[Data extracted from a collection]
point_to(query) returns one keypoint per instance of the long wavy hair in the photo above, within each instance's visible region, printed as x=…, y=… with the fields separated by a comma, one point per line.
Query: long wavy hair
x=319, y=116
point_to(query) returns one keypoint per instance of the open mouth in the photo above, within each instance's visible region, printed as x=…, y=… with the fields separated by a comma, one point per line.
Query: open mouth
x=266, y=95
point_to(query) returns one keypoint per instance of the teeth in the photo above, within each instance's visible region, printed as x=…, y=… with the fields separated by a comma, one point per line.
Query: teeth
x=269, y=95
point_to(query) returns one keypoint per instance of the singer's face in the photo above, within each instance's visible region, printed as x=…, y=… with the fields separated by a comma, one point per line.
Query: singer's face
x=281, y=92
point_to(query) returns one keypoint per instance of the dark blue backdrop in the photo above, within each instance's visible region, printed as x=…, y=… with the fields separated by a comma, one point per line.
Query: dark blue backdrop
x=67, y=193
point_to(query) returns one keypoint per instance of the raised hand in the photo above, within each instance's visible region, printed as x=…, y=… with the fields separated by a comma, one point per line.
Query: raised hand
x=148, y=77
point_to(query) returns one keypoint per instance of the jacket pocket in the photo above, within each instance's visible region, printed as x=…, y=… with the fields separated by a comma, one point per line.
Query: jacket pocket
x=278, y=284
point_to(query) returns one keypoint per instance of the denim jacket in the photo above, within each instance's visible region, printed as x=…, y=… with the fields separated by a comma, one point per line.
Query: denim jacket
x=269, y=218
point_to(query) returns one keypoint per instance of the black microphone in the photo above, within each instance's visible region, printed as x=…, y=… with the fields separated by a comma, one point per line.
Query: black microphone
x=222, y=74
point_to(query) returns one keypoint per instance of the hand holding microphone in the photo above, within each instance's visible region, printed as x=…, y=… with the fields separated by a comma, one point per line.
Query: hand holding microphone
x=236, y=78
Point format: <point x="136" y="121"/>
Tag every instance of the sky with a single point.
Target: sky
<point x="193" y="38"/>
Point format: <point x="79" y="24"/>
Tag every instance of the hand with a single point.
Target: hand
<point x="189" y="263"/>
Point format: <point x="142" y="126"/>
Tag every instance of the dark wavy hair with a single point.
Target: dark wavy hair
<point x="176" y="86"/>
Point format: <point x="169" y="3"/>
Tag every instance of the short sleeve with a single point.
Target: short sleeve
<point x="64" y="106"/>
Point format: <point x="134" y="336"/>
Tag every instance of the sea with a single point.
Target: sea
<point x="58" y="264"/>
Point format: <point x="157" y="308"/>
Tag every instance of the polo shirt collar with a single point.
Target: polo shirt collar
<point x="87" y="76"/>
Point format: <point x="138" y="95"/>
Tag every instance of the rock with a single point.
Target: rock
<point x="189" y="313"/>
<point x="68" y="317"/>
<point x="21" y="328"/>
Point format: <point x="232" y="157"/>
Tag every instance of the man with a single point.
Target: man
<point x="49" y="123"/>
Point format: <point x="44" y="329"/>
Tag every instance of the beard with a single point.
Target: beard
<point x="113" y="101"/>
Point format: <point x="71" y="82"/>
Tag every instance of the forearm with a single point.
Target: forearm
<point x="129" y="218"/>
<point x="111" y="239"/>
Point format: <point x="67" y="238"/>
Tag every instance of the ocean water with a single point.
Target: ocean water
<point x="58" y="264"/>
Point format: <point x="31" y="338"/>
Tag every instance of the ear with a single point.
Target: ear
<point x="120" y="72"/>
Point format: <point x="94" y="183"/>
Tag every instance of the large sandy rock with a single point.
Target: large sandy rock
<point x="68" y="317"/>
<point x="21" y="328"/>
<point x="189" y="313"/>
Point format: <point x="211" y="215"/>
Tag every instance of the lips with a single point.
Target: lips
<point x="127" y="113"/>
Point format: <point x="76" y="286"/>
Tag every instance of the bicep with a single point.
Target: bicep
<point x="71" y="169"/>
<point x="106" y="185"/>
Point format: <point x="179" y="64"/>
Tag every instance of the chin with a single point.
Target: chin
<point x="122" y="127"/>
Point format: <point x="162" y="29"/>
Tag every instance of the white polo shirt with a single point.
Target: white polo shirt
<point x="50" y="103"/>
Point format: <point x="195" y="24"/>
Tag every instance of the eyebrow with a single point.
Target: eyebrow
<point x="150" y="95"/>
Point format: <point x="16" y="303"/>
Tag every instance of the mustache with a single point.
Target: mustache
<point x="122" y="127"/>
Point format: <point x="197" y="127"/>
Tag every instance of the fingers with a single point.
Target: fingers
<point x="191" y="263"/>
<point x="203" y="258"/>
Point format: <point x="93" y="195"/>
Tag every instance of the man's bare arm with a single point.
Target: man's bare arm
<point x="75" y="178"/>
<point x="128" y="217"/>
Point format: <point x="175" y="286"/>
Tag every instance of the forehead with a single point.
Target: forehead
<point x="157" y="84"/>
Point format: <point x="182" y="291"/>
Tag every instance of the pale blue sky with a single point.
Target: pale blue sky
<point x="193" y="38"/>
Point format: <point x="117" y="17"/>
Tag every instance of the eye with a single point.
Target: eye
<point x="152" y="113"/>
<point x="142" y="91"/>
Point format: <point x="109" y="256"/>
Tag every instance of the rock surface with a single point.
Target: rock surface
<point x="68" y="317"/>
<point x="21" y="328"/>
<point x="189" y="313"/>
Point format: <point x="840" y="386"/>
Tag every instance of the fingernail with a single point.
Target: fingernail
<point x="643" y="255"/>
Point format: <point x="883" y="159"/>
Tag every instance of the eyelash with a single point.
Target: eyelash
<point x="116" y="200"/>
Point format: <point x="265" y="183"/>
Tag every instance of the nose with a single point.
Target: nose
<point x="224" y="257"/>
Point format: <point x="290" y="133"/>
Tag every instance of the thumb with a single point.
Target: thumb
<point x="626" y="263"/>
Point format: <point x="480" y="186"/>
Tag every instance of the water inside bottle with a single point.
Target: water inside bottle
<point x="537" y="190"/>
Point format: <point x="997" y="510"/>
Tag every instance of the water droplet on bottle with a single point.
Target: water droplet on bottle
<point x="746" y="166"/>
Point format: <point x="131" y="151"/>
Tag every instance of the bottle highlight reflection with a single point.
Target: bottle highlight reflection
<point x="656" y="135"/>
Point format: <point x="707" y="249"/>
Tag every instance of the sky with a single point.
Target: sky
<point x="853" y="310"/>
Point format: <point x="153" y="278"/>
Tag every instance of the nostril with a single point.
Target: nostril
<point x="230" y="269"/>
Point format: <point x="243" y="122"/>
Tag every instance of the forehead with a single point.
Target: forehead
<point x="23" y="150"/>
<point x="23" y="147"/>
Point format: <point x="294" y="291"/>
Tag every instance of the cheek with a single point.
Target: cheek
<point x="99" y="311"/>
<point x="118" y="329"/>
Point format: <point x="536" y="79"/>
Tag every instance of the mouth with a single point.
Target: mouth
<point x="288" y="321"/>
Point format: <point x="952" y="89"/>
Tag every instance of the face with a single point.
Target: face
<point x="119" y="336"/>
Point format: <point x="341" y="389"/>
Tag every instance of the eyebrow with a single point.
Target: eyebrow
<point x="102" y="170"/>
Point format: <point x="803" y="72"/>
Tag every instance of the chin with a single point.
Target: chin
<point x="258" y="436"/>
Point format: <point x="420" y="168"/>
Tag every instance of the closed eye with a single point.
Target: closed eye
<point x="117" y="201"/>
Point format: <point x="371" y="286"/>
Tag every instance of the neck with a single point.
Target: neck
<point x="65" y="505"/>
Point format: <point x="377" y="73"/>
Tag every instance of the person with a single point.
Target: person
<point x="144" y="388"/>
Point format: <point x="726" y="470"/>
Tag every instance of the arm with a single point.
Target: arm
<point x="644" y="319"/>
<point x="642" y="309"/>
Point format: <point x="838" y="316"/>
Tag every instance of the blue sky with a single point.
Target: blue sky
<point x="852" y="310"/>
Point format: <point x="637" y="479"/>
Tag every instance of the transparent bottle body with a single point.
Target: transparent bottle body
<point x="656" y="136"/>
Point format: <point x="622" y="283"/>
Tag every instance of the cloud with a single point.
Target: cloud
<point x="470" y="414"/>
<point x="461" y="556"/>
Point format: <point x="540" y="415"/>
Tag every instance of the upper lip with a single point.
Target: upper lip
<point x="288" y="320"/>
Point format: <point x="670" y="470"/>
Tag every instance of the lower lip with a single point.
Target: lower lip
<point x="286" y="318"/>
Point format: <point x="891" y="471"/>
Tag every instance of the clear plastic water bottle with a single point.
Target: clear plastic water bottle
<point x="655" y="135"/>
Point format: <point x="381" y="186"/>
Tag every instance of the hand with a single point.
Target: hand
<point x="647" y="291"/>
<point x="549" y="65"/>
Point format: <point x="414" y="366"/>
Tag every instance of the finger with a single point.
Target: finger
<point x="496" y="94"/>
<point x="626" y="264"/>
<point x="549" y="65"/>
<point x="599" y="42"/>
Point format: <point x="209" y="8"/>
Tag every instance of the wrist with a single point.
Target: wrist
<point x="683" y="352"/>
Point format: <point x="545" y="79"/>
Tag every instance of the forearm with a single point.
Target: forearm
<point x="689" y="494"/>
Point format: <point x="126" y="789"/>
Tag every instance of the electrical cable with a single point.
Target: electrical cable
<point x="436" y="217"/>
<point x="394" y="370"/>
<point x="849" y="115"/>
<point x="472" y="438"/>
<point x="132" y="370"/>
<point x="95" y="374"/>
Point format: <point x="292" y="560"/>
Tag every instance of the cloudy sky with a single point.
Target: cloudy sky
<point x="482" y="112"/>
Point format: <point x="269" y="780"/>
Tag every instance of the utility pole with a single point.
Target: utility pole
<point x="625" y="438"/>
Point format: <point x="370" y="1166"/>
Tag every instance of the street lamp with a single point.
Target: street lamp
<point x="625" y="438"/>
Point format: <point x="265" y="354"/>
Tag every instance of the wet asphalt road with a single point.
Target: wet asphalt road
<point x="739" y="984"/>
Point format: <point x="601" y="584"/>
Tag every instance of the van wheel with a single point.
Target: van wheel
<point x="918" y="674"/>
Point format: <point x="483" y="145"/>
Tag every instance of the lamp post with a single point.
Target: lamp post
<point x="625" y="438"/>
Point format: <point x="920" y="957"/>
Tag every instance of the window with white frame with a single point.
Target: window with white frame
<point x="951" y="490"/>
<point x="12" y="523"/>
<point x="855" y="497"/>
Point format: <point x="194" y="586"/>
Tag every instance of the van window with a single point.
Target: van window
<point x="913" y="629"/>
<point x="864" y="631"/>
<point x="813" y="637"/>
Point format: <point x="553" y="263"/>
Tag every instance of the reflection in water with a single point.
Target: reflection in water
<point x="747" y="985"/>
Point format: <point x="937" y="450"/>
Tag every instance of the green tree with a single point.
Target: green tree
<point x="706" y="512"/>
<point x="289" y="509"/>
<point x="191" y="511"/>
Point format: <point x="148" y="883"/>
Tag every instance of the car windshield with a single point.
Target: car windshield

• _INSTRUCTION_
Pick out every line of the entries above that contains the string "holding", and copy each one in full. Case counts.

• _EXPECTED OUTPUT_
point_to(query) returns one keypoint per instance of the hand holding microphone in the photo above, within each instance's visible region, printed as x=…, y=… with the fields separated by a comma, one point per line.
Query: hand holding microphone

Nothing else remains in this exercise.